**MATERIAL**
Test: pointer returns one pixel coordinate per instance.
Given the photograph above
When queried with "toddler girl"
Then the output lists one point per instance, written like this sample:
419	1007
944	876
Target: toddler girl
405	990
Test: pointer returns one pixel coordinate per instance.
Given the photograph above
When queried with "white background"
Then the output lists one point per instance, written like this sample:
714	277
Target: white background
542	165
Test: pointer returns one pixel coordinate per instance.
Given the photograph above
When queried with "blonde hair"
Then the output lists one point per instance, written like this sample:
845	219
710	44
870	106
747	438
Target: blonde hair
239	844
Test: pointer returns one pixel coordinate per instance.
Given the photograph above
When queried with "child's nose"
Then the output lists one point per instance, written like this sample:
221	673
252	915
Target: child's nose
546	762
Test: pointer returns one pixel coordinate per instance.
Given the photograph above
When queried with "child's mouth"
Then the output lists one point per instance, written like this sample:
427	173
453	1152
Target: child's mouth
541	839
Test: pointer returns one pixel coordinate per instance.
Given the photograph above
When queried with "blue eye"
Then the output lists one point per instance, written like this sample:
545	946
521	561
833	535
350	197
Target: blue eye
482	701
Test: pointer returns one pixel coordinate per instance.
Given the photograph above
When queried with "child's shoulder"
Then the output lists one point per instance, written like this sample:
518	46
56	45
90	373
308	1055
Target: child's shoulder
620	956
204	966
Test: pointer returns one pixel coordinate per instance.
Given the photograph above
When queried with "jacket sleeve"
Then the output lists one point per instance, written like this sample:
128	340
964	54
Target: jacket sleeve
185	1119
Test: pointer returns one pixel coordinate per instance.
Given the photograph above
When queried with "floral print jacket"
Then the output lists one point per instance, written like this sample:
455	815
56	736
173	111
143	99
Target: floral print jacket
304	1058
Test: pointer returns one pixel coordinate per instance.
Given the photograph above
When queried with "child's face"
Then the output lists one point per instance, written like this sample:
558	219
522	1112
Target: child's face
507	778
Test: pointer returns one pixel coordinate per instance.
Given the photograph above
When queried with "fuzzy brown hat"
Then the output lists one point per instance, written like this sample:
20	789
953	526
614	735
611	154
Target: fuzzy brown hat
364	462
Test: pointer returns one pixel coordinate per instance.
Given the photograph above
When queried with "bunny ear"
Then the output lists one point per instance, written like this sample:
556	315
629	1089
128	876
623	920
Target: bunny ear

**THE EXERCISE**
Exactly reproduce every line of the data above.

**FULL ANSWER**
Test: pointer returns one pixel coordinate per instance.
Given the photograph above
When queried with "toddler girl"
Then the output lists one point per instance, written like this sample:
419	1007
944	876
Target: toddler girl
405	990
Test: pointer returns one pixel coordinate per instance.
Given the photograph above
When queried with "white background"
Then the output lists one point per instance, written like this sample:
714	277
Target: white background
542	165
Test: pointer returns one pixel coordinate per instance.
Given the photograph above
When queried with "blonde hair"
Then the output lists one point per instance, written like this sample:
845	219
710	44
870	106
747	438
Target: blonde hair
239	844
Test: pointer returns one pixel coordinate per instance.
Given the photograph above
When queried with "child's nose"
Then the output lists one point per instance, written like this sample:
221	673
252	915
Target: child's nose
546	762
Test: pointer returns one pixel coordinate per instance.
Given the photograph above
When queried with "child's mouth"
Then the output lists one point per instance, written like this sample:
427	173
453	1152
Target: child's mouth
541	839
Test: pointer returns one pixel coordinate per instance.
Given the photograph above
When queried with "blue eye"
Then the output lists one point per instance, written like this sample:
545	946
521	561
833	535
350	197
Target: blue eye
482	701
Test: pointer returns one pixel coordinate per instance.
Given the photograph above
When queried with "child's shoulder"
Then the output lists one point per instance, written like this sample:
518	46
56	45
90	373
308	1055
Target: child's shoulder
620	956
204	966
Test: pointer returns one pixel coordinate per instance.
Given the photograph above
When queried with "jacket sleeve"
Then the output lists one point per instance, written like this sample:
128	340
964	54
Target: jacket sleeve
185	1119
Test: pointer returns one pixel coordinate per instance.
Given the photograph above
When queried with "floral print jacket"
Then the output lists one point per instance, written like this sample:
455	815
56	736
173	111
143	99
Target: floral print jacket
304	1058
Test: pointer returns one pixel coordinate per instance.
Given the photograph above
When queried with "child's face"
Then the output lists one point per instance, written like this sample:
558	219
522	1112
Target: child's face
507	778
Test: pointer returns one pixel coordinate per instance.
Given the photograph above
When queried with "fuzzy brown hat"
Then the output lists one point per instance, written like this sample:
20	789
953	526
614	735
611	154
Target: fuzzy brown hat
364	462
Test: pointer returns one pixel coordinate per instance.
Given the photograph above
When queried with "bunny ear"
Then the output lists one point per instance, written like this sample:
556	315
629	1089
128	876
623	920
Target: bunny ear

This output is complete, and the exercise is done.